Aim: Put the lines below into a JSON list of strings, one string per line, skipping blank lines and leaving out the pictures.

Input records:
════════
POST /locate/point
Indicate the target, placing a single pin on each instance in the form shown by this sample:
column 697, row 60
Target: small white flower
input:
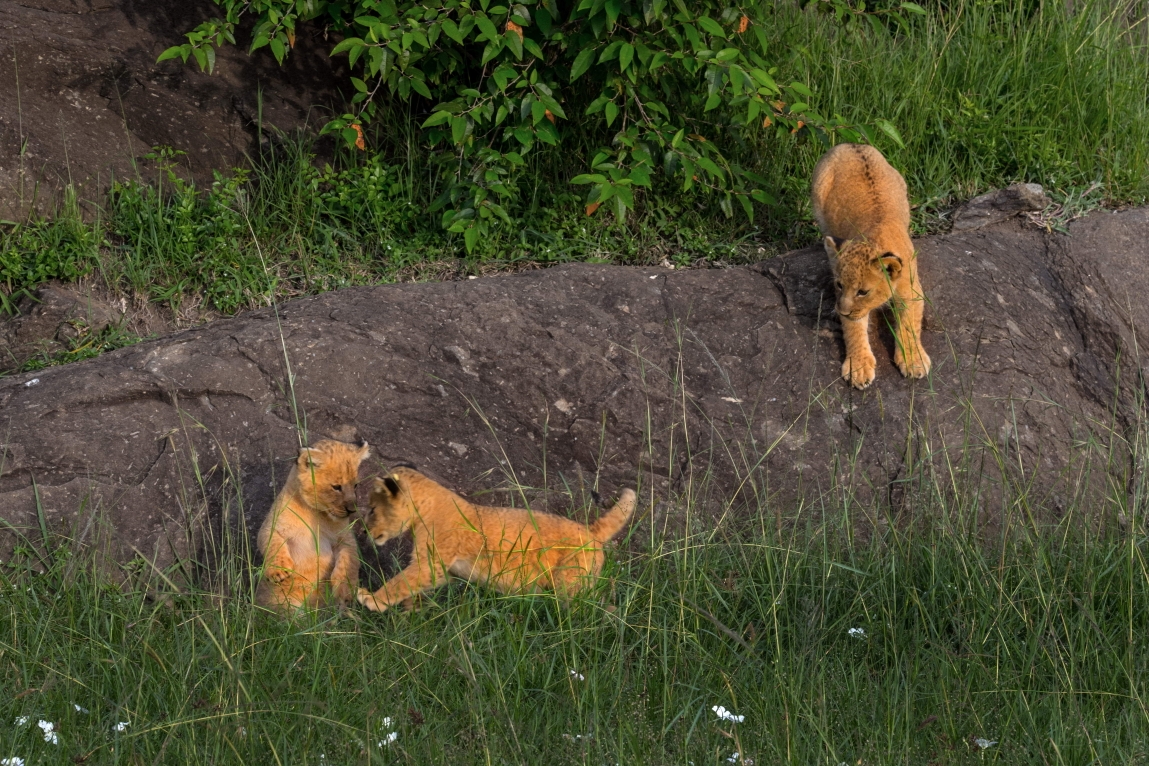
column 726, row 716
column 49, row 732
════════
Answer to this task:
[
  "POST /locate/point",
  "Indicate the target, placing a single pin on each instance in the form shown by this sample:",
  "column 697, row 60",
  "Target: small white flower",
  "input:",
  "column 726, row 716",
  "column 49, row 732"
]